begin
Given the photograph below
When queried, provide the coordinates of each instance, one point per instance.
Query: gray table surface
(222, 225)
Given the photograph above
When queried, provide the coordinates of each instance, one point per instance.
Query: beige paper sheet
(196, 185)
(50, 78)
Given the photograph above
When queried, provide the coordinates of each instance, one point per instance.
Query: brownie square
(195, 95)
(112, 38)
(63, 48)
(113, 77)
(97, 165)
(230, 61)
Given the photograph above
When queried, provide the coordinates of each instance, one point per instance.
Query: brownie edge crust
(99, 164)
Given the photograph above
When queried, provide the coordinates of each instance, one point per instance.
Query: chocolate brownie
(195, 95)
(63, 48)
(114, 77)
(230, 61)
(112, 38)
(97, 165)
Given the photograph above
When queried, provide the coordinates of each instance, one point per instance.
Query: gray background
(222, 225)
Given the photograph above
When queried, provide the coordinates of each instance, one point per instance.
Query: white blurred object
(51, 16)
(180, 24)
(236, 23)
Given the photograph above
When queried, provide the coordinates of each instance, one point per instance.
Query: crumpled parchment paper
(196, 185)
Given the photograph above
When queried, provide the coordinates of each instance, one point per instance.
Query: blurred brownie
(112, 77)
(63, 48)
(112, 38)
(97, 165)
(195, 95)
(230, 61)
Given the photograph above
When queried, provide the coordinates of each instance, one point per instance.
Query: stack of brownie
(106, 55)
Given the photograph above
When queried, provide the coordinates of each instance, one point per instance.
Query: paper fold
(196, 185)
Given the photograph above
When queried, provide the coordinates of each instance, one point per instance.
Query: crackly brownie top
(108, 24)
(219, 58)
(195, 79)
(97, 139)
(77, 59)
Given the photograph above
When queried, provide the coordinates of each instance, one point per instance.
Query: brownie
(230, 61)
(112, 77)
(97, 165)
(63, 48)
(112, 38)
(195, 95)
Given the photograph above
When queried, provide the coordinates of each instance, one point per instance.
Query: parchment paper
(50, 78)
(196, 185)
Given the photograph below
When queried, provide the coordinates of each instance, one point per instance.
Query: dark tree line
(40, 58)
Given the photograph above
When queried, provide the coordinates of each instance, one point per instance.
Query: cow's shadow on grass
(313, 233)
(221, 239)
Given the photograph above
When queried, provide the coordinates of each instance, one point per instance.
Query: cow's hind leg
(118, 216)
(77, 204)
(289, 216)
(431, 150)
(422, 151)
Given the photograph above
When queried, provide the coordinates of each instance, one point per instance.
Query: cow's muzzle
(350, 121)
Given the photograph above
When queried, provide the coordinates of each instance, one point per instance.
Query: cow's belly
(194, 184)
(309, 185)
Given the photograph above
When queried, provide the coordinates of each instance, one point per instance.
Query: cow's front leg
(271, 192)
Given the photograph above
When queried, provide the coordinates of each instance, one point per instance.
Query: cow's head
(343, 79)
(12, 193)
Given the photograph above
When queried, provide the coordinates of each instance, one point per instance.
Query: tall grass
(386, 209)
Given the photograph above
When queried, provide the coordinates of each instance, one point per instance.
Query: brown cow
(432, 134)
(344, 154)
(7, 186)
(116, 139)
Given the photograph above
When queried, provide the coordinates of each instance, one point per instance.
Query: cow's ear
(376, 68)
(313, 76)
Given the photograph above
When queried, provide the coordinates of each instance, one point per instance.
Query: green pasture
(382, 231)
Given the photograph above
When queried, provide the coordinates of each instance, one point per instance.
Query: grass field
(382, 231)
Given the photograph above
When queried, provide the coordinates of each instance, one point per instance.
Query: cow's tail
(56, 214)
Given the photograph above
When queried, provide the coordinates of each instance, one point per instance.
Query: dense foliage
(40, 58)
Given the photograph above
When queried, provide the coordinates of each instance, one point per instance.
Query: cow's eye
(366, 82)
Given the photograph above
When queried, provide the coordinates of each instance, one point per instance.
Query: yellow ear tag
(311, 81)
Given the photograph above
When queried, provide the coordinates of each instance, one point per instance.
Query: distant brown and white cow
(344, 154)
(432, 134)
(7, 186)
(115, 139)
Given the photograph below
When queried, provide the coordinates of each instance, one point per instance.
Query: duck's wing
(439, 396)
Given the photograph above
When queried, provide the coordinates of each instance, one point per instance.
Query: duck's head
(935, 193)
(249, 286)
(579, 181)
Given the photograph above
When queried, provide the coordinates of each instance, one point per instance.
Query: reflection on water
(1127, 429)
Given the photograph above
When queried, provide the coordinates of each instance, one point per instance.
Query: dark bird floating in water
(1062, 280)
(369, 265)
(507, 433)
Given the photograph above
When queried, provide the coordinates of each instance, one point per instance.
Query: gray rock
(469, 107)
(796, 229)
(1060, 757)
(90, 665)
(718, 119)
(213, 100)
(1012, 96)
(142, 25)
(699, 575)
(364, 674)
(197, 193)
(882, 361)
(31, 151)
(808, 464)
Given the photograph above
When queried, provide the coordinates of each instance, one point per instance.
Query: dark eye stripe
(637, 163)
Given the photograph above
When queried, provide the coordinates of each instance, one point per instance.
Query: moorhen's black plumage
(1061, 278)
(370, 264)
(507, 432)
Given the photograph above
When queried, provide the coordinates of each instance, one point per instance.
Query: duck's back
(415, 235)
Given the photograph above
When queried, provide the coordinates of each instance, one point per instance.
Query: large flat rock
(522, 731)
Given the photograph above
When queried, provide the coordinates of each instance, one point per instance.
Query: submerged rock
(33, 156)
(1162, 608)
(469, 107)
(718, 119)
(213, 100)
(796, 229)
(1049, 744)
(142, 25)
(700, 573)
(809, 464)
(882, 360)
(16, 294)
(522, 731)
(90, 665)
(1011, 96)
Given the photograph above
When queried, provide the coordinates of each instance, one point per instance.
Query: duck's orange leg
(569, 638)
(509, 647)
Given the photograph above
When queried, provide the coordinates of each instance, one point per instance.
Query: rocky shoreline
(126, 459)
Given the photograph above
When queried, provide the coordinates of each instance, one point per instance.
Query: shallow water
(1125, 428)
end
• **WRITTEN TASK**:
All of the data needs to be reproduced exactly, with no line missing.

• **THE OUTPUT**:
Given the photograph below
When queried, provide the coordinates of each instance, one point per instance.
Query: gray table surface
(222, 225)
Given the photograph above
When queried, provide the coordinates of each instance, one point per instance.
Query: beige paper sheet
(196, 185)
(50, 78)
Given the photograph above
When queried, provide the coordinates of each instance, one point per instance.
Query: brownie square
(195, 95)
(112, 38)
(63, 48)
(113, 77)
(97, 165)
(230, 61)
Given the photograph above
When queried, provide the coordinates of each instance, one point per instance.
Query: brownie edge crust
(99, 164)
Given the photograph above
When queried, provide the coordinates of each instance, one point per instance.
Query: chocolate brownie
(195, 95)
(63, 48)
(114, 77)
(230, 61)
(112, 38)
(97, 165)
Given the photograph above
When queried, provide the coordinates of each instance, one point per instance.
Query: gray background
(222, 225)
Given the photograph above
When queried, provide the coordinates of each instance, one point per instance.
Query: white blurred object
(51, 16)
(180, 24)
(236, 23)
Given the photograph above
When queried, provide the coordinates of each instance, one point per instance.
Query: crumpled parchment paper
(196, 185)
Given the photograph above
When queried, provide the coordinates of each instance, one point per instance.
Query: blurred brownie
(112, 77)
(63, 48)
(112, 38)
(97, 165)
(195, 95)
(230, 61)
Given the photograph above
When queried, provide the coordinates of each instance, one point per instance.
Query: stack of brownie
(106, 55)
Given the photograph above
When queried, provide the coordinates of each instance, one point per instance.
Query: paper fold
(196, 185)
Given the photograph above
When queried, provide the coordinates of each instance, one point per instance.
Query: crackly brownie top
(108, 24)
(219, 58)
(195, 79)
(97, 139)
(77, 59)
Given the photograph above
When queried, provide the coordinates of each instance, one point per instance.
Query: brownie
(230, 61)
(112, 77)
(97, 165)
(63, 48)
(112, 38)
(195, 95)
Given the photograph above
When queried, provide the coordinates of each instance, one point per instance.
Query: parchment paper
(50, 78)
(196, 185)
Given the photograph below
When queried, provide the coordinates of each instance, one point per instance.
Query: dark tree line
(40, 58)
Given the photograph above
When queried, provide the coordinates of each instance, one point per instance.
Query: cow's shadow on grass
(313, 233)
(221, 239)
Given the photograph above
When queried, provide the coordinates of each instance, one point per instance.
Query: cow's hind leg
(118, 216)
(77, 204)
(289, 216)
(431, 150)
(422, 151)
Given the photograph above
When queried, provide the coordinates of each instance, one point per instance.
Query: cow's muzzle
(350, 121)
Given the photograph above
When queried, provide the coordinates of each instance, one point per instance.
Query: cow's belly
(194, 184)
(309, 185)
Given the photograph above
When queried, provide the coordinates of each instance, one point per instance.
Query: cow's front leg
(271, 192)
Given the photograph above
When queried, provide the coordinates of each instance, one point per instance.
Query: cow's head
(343, 79)
(12, 193)
Given the photograph above
When queried, provide the coordinates of each instance, one point per instance.
Query: tall grass
(386, 209)
Given the photograph above
When queried, provide the coordinates of each instance, one point per instance.
Query: brown cow
(432, 134)
(344, 154)
(7, 186)
(116, 139)
Given the photograph above
When queried, provide the coordinates of each instance, one point per instance.
Query: cow's ear
(376, 68)
(313, 76)
Given the photograph above
When queried, provide the coordinates of each instance, one point per instance.
Query: green pasture
(382, 231)
Given the photograph above
When queried, provide the coordinates of each instance, one point per instance.
Query: grass field
(382, 231)
Given the photograph above
When queried, provide the coordinates of each instance, one point per instance.
Query: cow's tail
(56, 214)
Given the photograph above
When queried, provide the coordinates of each instance, one point per instance.
Query: dense foliage
(40, 58)
Given the photograph above
When queried, provide the coordinates of each instance, one point per instance.
Query: cow's eye
(366, 82)
Given the photograph above
When queried, provide the coordinates of each instance, one point per instance.
Query: yellow ear tag
(311, 81)
Given the photograph above
When queried, provide the coordinates of each instance, one point per instance.
Query: distant brown and white cow
(344, 154)
(432, 134)
(7, 186)
(115, 139)
Given the photograph below
When queried, provide the coordinates of each instance, one point per instance.
Query: duck's wing
(439, 396)
Given the photograph above
When queried, provide the coordinates of each instance, one point per instance.
Query: duck's head
(935, 193)
(249, 286)
(579, 181)
Given the photograph above
When queried, provide the coordinates of each instance, one point per instance.
Query: reflection on water
(1127, 429)
Given the photograph above
When queried, provide the coordinates of each instance, one point per instance.
Query: dark bird floating in water
(1062, 280)
(369, 265)
(507, 433)
Given the photograph above
When queried, provide the coordinates of each instance, one point per instance.
Query: gray rock
(469, 107)
(796, 229)
(1060, 757)
(90, 665)
(718, 119)
(213, 100)
(1012, 96)
(142, 25)
(699, 575)
(364, 674)
(197, 193)
(882, 361)
(31, 151)
(808, 464)
Given the photograph above
When queried, provide the coordinates of each instance, one point per instance.
Query: dark eye stripe
(637, 163)
Given the photograph above
When queried, provide the coordinates of each instance, one point per instance.
Query: moorhen's black plumage
(1061, 278)
(370, 264)
(507, 432)
Given the photograph above
When queried, provide the coordinates of each instance, one point per instance.
Query: duck's back
(415, 235)
Given the photograph above
When queried, provide the coordinates of each instance, one point per instance.
Query: large flat rock
(522, 731)
Given the photograph above
When queried, provide the coordinates of each instance, one point per instance.
Query: submerged rock
(33, 156)
(1162, 608)
(469, 107)
(718, 119)
(213, 100)
(796, 229)
(1049, 744)
(142, 25)
(700, 573)
(809, 464)
(882, 360)
(16, 294)
(522, 731)
(90, 665)
(1011, 96)
Given the photograph above
When queried, provide the coordinates of each instance, one point per instance.
Query: duck's orange leg
(569, 638)
(509, 647)
Given the photograph above
When queried, provide the coordinates of each instance, one point per instance.
Query: rocky shoreline
(126, 459)
Given the photograph above
When queried, provide the coordinates of each instance, one point per instance.
Query: shallow water
(1125, 428)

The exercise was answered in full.